──────── Records to use ────────

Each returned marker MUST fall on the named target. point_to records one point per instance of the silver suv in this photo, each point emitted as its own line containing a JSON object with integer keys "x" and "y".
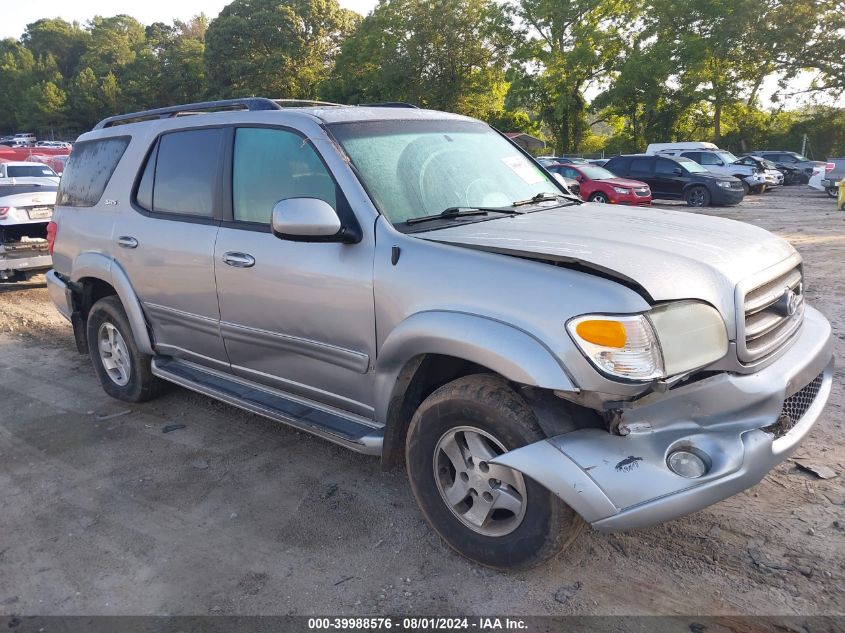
{"x": 410, "y": 284}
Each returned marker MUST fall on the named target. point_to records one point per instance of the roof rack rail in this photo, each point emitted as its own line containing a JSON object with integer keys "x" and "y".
{"x": 249, "y": 103}
{"x": 305, "y": 101}
{"x": 389, "y": 104}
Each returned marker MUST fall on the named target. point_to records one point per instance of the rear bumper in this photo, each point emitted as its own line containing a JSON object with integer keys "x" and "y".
{"x": 12, "y": 266}
{"x": 726, "y": 197}
{"x": 623, "y": 482}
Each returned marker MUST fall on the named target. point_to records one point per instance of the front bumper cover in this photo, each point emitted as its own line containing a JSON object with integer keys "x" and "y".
{"x": 622, "y": 482}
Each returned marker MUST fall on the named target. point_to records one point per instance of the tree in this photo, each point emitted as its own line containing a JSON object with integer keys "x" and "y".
{"x": 273, "y": 47}
{"x": 444, "y": 54}
{"x": 574, "y": 45}
{"x": 64, "y": 41}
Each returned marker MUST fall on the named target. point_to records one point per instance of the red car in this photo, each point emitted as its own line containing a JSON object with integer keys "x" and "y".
{"x": 600, "y": 185}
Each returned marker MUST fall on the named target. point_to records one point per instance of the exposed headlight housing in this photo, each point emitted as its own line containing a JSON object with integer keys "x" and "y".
{"x": 670, "y": 339}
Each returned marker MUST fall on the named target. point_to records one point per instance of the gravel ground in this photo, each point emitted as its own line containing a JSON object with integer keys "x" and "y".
{"x": 104, "y": 513}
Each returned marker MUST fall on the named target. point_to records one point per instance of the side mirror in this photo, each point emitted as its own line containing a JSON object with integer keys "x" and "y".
{"x": 306, "y": 220}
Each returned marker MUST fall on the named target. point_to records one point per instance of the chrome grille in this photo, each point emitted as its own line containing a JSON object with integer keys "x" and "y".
{"x": 773, "y": 312}
{"x": 795, "y": 406}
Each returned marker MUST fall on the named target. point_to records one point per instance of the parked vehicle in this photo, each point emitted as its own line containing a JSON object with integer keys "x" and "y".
{"x": 678, "y": 178}
{"x": 60, "y": 144}
{"x": 408, "y": 283}
{"x": 25, "y": 211}
{"x": 27, "y": 172}
{"x": 715, "y": 160}
{"x": 562, "y": 160}
{"x": 599, "y": 185}
{"x": 774, "y": 177}
{"x": 834, "y": 171}
{"x": 799, "y": 167}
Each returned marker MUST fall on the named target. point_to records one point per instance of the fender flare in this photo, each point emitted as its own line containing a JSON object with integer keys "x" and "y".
{"x": 505, "y": 349}
{"x": 105, "y": 269}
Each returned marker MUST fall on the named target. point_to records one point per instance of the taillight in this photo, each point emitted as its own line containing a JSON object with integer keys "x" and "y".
{"x": 52, "y": 229}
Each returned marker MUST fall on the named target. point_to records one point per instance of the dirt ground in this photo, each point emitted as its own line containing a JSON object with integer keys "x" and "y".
{"x": 105, "y": 513}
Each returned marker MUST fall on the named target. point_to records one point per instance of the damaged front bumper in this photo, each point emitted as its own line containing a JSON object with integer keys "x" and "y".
{"x": 623, "y": 482}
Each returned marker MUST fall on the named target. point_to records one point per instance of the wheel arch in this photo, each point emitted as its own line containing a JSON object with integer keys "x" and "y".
{"x": 101, "y": 273}
{"x": 430, "y": 349}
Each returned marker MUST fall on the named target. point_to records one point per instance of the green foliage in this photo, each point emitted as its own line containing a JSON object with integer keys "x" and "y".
{"x": 275, "y": 48}
{"x": 445, "y": 54}
{"x": 585, "y": 75}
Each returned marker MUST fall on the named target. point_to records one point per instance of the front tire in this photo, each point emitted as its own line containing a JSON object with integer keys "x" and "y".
{"x": 123, "y": 370}
{"x": 697, "y": 197}
{"x": 490, "y": 514}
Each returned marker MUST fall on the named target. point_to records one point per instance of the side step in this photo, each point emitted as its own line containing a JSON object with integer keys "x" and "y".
{"x": 353, "y": 432}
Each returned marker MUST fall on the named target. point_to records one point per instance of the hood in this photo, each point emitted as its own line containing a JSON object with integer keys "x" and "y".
{"x": 668, "y": 254}
{"x": 624, "y": 182}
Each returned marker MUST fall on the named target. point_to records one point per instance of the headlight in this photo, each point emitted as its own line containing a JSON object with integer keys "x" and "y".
{"x": 668, "y": 340}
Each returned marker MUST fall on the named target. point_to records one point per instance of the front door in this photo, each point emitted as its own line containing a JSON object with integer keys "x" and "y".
{"x": 297, "y": 316}
{"x": 166, "y": 246}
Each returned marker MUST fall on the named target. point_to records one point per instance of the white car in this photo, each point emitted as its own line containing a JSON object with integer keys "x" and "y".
{"x": 25, "y": 211}
{"x": 27, "y": 173}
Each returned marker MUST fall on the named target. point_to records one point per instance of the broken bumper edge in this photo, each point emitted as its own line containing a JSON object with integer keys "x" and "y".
{"x": 620, "y": 483}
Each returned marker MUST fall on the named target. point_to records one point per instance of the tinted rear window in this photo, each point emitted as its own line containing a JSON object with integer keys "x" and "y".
{"x": 180, "y": 176}
{"x": 88, "y": 170}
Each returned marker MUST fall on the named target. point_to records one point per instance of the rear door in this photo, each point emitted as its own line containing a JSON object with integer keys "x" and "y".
{"x": 298, "y": 316}
{"x": 166, "y": 246}
{"x": 668, "y": 178}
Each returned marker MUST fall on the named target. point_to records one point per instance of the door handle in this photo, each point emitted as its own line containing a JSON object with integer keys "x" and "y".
{"x": 239, "y": 260}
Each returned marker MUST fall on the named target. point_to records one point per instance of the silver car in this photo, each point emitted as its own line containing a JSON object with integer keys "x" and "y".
{"x": 410, "y": 284}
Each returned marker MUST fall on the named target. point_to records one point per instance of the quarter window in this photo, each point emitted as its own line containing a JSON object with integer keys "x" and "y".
{"x": 89, "y": 170}
{"x": 272, "y": 165}
{"x": 180, "y": 176}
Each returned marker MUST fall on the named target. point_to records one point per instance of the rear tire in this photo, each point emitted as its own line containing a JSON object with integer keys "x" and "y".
{"x": 697, "y": 196}
{"x": 494, "y": 516}
{"x": 124, "y": 371}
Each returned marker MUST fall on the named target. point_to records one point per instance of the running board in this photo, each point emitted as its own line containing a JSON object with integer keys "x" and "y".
{"x": 348, "y": 430}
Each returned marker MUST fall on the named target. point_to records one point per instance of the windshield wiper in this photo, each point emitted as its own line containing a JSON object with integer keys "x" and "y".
{"x": 540, "y": 197}
{"x": 460, "y": 212}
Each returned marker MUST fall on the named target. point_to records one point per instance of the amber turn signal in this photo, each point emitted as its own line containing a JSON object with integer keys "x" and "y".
{"x": 602, "y": 332}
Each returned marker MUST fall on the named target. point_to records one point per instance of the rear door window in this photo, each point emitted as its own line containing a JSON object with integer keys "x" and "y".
{"x": 88, "y": 171}
{"x": 642, "y": 168}
{"x": 181, "y": 173}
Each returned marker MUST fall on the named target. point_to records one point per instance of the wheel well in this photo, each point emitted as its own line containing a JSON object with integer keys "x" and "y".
{"x": 93, "y": 290}
{"x": 419, "y": 378}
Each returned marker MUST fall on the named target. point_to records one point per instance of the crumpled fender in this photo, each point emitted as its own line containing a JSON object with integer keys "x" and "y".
{"x": 509, "y": 351}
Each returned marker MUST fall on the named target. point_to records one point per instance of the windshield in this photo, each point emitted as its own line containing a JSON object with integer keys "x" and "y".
{"x": 414, "y": 169}
{"x": 690, "y": 165}
{"x": 29, "y": 171}
{"x": 593, "y": 172}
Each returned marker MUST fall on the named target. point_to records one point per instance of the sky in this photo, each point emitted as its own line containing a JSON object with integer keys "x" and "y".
{"x": 16, "y": 14}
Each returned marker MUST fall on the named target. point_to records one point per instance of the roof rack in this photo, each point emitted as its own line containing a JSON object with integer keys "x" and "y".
{"x": 250, "y": 103}
{"x": 389, "y": 104}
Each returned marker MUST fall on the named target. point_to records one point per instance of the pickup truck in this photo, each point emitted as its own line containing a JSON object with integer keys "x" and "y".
{"x": 25, "y": 211}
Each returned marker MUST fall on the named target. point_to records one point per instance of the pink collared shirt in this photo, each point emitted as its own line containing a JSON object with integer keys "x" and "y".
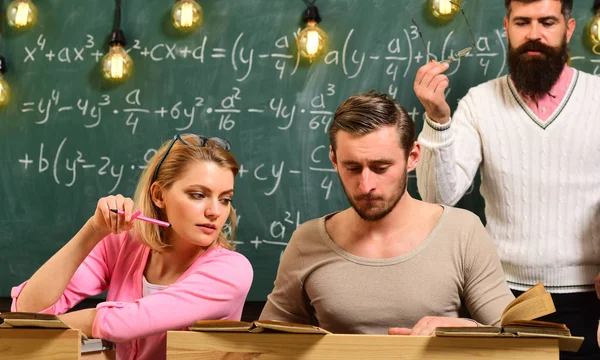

────────

> Exercise brief: Copy out everything in the listing from the line containing "roof rack in" down to the end of the listing, leaving out any pictures.

> Result below:
Each returned marker MUST fall on the named target. point_to records one point per instance of the roof rack in this photo, each point emitted as its own line containing a JSON object with integer keys "x" and "y".
{"x": 250, "y": 103}
{"x": 389, "y": 104}
Each returned marker MUST fall on the named target. point_to records one point per instance of the pickup truck in this photo, each point emitted as its own line containing a JSON object with integer keys "x" and "y".
{"x": 25, "y": 211}
Each returned marker MUST fall on the named target. point_to records one point per instance of the pink collared shirt in this photo, each point emitted as its own line containing a JSON object with integer keys "x" and "y".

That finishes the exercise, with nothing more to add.